Extract
[Begin]
End-to-End Recommender System with Gradient - Part 5: Deploying the Model into Production

In the fifth part of this six-part series, we will show how to deploy the model using Gradient Workflows and its integration with TensorFlow Serving.

a month ago   •   7 min read

By Nick Ball
Table of contents

Introduction to Part 5

In the fifth part of this six-part series, we will show how to deploy the model using Gradient Workflows and its integration with TensorFlow Serving.

Series parts

Part 1: Posing a business problem
Part 2: Preparing the data
Part 3: Building a TensorFlow model
Part 4: Tuning the model for best performance
Part 5: Deploying the model into production
Part 6: Summary, conclusions, and next steps

Accompanying material

  • The main location for accompanying material to this blog series is the GitHub repository at https://github.com/gradient-ai/Deep-Learning-Recommender-TF .
  • This contains the notebook for the project, deep_learning_recommender_tf.ipynb, which can be run in Gradient Notebooks or the JupyterLab interface, and 3 files for the Gradient Workflow: workflow_train_model.py, workflow-train-model.yaml and workflow-deploy-model.yaml.
  • The repo is designed to be able to be used and followed along without having to refer to the blog series, and vice versa, but they compliment each other.


Model deployment support in the Gradient product on public clusters and from Workflows is currently pending, expected in 2021 Q4. Therefore section 5 of the Notebook deep_learning_recommender_tf.ipynb on model deployment is shown but will not yet run.

Deploying models

Now that we have our trained model, we are ready to deploy it into production.

Production is different from experimentation and training because the emphasis changes from solving the problem (which we might accomplish in a notebook, for example) to engineering a solution for the model to be deployed reliably.

When it is time to deploy the model we are no longer concerned only with the correctness of the analysis but rather with the robustness of the architecture that serves the solution.

An intermediate step to production which may be undertaken during the experimentation and training phase is to send unseen testing data to the model. Usually we would do this if we have some ground truth available still against which to measure model performance.

However, this is more or less like actual production depending upon how much this data has been prepared in the same way as the training and validation data during the training phase. In TensorFlow this might be running .predict on the model with the testing set.

To our standards, full production means sending raw, unseen data to the model setup and having the model return correct and actionable outputs such as predictions.
[End]
Short problem 1
Tally the lines of the rows below that contain the string "seed". Case counts, so match only that exact capitalization, and reply with the number alone.
Short problem 2
Resume the article on deploying the recommender model into production, starting right after its last sentence.

Material
[Begin]
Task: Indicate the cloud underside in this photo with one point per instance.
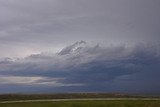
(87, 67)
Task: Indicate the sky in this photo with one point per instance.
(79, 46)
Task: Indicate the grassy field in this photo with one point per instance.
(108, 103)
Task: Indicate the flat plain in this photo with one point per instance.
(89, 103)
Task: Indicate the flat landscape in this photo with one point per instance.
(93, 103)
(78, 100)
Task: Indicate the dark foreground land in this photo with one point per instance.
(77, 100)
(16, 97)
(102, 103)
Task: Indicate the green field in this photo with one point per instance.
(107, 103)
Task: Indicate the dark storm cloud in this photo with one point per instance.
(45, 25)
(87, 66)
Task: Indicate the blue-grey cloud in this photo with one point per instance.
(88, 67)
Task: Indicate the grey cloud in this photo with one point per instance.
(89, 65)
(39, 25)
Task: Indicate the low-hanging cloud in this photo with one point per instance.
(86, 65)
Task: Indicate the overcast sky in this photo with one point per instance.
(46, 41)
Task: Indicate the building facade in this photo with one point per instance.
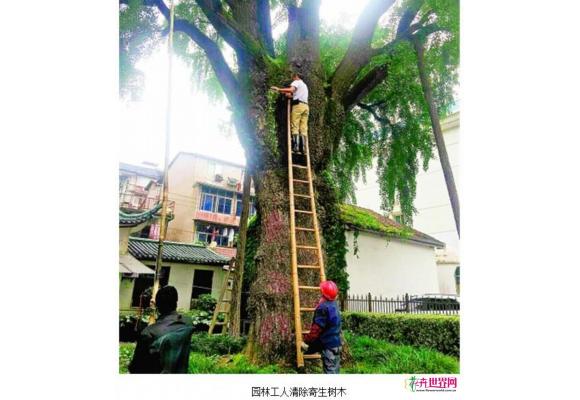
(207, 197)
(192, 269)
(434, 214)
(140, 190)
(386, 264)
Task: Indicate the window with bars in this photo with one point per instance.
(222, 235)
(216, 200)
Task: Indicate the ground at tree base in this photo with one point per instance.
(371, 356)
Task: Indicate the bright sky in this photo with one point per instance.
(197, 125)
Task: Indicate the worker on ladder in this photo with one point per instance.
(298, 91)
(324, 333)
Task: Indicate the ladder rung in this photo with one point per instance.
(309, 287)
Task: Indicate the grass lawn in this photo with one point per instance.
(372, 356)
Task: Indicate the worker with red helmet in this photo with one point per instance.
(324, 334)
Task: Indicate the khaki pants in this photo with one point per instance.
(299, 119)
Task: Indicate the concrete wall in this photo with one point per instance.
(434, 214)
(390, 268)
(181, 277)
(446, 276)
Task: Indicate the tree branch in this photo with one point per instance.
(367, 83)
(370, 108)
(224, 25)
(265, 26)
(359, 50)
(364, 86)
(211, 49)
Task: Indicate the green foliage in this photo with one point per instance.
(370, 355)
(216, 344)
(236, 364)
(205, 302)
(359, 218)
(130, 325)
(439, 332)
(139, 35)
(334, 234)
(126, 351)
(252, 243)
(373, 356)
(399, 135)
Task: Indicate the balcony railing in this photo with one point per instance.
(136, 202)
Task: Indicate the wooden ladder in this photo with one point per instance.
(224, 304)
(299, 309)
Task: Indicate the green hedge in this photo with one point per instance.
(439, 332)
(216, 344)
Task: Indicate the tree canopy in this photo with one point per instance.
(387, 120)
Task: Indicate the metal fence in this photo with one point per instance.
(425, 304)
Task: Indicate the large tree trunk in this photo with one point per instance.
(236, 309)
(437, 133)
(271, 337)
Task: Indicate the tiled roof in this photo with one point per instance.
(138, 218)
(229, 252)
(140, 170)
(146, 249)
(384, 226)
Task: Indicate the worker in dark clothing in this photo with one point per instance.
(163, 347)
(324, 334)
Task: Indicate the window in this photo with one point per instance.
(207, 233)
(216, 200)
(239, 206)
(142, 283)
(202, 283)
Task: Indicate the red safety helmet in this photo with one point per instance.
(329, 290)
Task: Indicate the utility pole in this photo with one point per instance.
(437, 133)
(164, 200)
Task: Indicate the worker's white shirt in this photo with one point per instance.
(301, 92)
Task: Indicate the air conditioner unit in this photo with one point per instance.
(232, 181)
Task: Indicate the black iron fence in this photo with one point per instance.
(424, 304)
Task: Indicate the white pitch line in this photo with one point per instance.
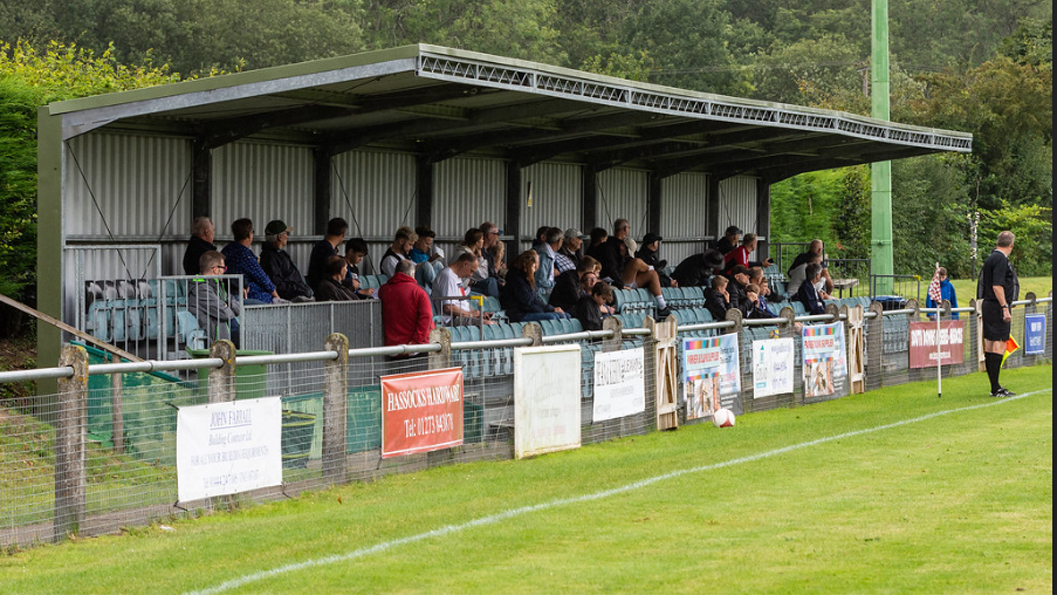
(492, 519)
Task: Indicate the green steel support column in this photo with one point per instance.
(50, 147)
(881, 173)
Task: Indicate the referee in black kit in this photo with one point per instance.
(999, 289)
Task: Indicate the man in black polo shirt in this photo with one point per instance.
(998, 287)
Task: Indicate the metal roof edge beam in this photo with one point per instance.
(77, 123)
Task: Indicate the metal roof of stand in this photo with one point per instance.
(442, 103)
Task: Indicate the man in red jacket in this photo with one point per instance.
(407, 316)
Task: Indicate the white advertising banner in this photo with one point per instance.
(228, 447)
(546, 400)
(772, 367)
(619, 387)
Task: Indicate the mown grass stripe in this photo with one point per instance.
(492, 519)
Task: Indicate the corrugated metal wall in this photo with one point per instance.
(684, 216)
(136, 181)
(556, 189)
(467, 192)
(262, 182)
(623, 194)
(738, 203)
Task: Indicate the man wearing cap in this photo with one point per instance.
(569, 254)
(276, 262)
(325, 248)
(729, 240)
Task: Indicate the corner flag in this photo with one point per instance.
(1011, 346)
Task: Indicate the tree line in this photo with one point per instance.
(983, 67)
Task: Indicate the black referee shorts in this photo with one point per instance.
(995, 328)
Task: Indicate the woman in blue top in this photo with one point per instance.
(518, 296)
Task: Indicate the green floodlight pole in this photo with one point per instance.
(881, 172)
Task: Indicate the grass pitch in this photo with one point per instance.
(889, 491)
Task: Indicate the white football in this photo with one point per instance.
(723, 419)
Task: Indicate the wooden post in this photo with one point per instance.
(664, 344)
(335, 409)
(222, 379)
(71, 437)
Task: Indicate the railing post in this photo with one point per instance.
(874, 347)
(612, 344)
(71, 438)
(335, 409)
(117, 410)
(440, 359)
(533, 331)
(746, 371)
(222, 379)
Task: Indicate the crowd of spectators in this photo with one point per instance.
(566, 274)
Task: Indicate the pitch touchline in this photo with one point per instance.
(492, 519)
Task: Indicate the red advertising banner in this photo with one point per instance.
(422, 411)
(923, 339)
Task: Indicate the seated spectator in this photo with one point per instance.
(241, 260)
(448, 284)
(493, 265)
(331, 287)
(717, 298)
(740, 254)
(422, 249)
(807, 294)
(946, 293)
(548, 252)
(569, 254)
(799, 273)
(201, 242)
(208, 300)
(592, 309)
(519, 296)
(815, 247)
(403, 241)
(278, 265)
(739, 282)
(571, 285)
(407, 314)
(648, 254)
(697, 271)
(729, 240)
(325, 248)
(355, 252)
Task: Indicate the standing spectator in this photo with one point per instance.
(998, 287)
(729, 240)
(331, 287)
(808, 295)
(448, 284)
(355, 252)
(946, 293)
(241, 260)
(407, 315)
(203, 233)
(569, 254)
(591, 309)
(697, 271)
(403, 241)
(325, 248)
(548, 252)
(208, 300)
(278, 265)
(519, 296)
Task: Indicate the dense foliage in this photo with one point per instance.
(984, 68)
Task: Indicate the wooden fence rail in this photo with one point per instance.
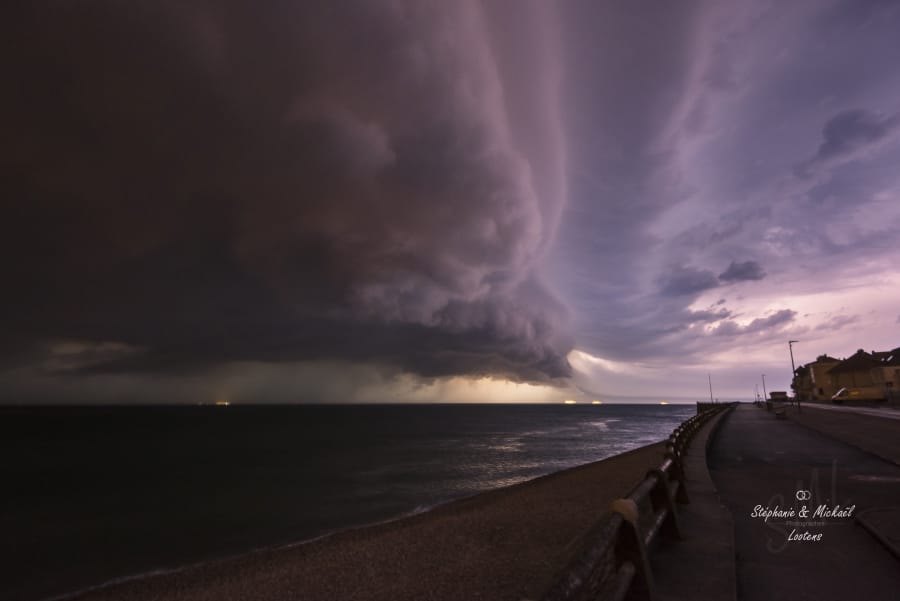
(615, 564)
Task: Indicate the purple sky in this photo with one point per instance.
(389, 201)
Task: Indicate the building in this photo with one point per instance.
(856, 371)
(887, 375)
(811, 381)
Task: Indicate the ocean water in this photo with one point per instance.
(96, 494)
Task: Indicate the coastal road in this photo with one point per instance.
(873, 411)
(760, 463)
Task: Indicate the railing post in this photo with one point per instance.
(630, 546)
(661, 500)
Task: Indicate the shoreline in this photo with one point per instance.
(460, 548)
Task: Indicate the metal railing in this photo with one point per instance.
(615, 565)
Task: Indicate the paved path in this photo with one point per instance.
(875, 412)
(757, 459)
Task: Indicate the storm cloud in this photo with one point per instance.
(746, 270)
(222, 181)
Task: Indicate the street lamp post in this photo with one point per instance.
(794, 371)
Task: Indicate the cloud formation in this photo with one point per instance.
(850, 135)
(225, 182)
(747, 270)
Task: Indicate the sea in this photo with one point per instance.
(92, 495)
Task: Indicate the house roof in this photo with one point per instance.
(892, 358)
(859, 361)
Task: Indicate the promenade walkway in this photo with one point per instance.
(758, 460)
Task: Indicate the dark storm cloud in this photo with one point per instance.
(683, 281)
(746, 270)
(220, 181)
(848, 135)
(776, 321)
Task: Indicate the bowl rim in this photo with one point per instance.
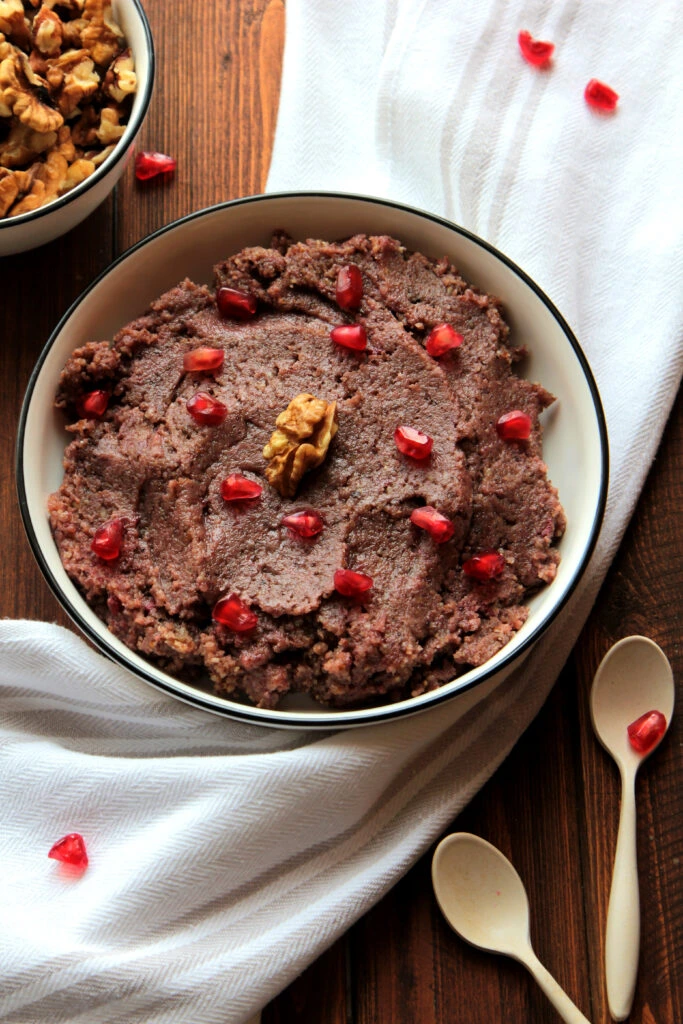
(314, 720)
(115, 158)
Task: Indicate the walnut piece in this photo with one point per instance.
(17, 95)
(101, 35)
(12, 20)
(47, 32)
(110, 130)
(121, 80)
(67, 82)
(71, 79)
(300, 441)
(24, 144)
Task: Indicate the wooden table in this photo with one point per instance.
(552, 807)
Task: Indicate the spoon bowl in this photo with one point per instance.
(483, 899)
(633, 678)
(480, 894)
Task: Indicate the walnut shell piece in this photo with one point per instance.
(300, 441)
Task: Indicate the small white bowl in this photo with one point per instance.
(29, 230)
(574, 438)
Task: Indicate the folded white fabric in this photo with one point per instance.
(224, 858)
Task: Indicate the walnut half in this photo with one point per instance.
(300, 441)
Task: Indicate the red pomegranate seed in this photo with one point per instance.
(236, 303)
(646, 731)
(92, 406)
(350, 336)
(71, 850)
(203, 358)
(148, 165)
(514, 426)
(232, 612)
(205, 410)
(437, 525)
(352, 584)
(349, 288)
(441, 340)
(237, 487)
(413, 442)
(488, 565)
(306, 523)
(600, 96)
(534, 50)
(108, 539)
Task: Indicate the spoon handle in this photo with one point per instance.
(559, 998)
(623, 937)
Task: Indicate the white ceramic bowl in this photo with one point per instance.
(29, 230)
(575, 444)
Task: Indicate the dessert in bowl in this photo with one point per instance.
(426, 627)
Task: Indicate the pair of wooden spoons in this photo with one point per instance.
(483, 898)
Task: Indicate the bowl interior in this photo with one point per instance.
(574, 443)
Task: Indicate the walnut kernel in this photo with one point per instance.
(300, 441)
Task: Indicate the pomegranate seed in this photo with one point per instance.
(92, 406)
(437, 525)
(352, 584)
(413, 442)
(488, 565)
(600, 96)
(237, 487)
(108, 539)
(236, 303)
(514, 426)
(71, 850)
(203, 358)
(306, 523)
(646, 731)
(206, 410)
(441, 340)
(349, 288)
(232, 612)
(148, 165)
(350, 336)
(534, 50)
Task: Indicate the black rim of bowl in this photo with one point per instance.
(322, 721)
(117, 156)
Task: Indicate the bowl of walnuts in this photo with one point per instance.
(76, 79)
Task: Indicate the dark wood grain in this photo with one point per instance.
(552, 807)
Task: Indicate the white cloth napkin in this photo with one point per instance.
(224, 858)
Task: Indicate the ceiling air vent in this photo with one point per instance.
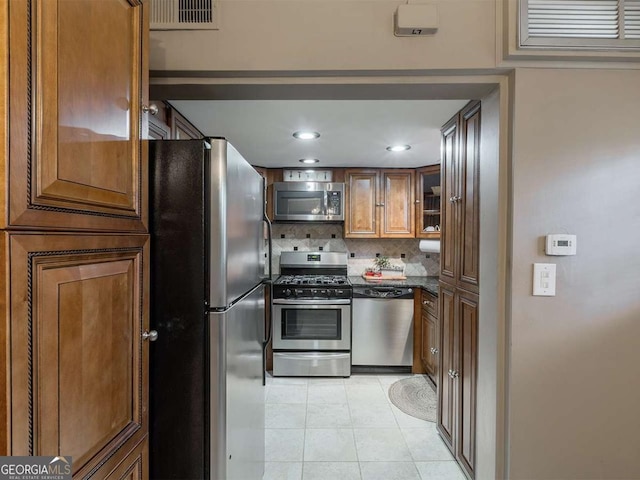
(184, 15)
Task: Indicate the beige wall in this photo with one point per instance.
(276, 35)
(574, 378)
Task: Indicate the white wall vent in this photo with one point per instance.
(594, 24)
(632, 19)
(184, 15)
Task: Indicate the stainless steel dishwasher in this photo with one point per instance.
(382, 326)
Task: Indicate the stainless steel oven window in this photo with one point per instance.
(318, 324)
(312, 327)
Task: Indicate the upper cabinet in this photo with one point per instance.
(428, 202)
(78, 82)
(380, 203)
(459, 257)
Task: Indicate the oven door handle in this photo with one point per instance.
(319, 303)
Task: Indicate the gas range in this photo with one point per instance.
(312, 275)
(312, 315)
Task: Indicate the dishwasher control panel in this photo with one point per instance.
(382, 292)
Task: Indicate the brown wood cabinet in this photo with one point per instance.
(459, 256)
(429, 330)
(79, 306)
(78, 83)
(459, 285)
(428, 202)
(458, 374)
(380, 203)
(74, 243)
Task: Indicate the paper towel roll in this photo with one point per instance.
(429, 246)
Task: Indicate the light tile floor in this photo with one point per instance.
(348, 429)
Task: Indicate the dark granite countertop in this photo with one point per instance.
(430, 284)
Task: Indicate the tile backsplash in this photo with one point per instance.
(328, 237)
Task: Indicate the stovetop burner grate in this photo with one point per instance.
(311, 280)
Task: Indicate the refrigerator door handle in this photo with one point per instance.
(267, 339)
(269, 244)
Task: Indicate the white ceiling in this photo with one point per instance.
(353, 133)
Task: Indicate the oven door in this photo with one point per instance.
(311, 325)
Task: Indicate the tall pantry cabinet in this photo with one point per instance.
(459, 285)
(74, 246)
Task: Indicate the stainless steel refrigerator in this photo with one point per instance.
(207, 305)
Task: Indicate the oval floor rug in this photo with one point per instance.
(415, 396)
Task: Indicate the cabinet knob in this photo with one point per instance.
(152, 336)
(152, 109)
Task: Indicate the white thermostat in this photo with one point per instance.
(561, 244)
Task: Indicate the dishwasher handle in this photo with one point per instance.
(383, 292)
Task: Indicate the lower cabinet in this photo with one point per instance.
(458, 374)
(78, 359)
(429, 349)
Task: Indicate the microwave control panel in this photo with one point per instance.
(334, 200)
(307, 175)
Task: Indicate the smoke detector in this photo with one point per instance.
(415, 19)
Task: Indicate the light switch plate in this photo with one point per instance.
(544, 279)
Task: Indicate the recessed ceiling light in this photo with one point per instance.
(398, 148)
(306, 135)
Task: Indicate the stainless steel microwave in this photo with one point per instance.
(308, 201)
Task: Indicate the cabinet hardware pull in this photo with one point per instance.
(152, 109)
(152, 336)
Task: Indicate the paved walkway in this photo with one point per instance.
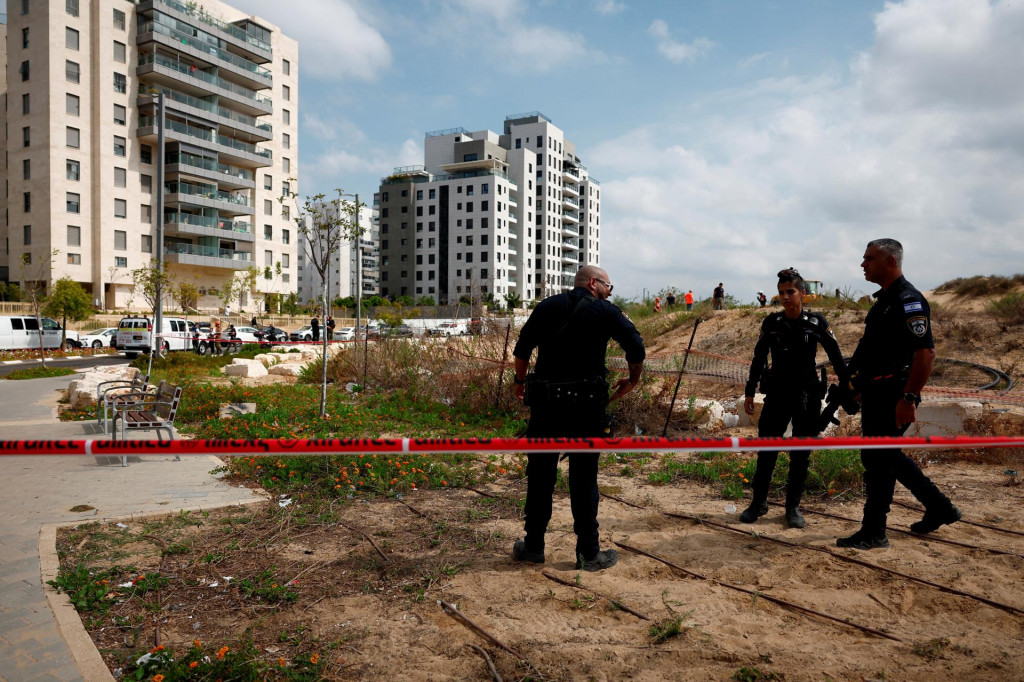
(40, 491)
[End]
Response 1
2

Response 2
The setup needs to be robust to unexpected changes in inputs. It needs to be able to detect both application issues such as latency and data science issues such as model drift. And it needs to be able to deal with retraining the model when needed.

There are likely no ground truth labels to compare to the model's outputs, so other ways have to be utilized to ensure that the model's outputs are making sense.

Machine learning models are highly nonlinear, so small changes in inputs can lead to big changes in outputs. It's possible to change outputs from valuable business information to nonsense in a fraction of a second. The team in charge of the deployment is likely not in charge of the data that is being sent to them so it's critical to take care not to disrupt the underlying model during deployment.

A major strength of Gradient is that it makes a production (or production-like) deployment step easier than otherwise by supplying hardware, configured Kubernetes cluster, containers, and, for TensorFlow, integration with TF Serving.

Deployments can be created and managed via the GUI, SDK, or command line. If the user does not wish to use cloud resources and needs an on-premise setup, then the company can assist with that too.

In some enterprises, particularly larger ones, final production deployment may be subject to lengthy approvals, processes, checks, security, etc., that are not required for the training and experimentation stage, and it may be the case that a different software stack is used.

In this case, the team that does the experimentation and training is likely different from the one that does deployment.

Because Gradient encompasses both Notebooks and Workflows and furthermore includes MLOps and deployment functions in one tool, models can be trained and deployed to follow good software engineering practices.

In particular, Gradient facilitates iteration, which is a key component of data science not just between data preparation, feature engineering, and model training, but between model training and model deployment.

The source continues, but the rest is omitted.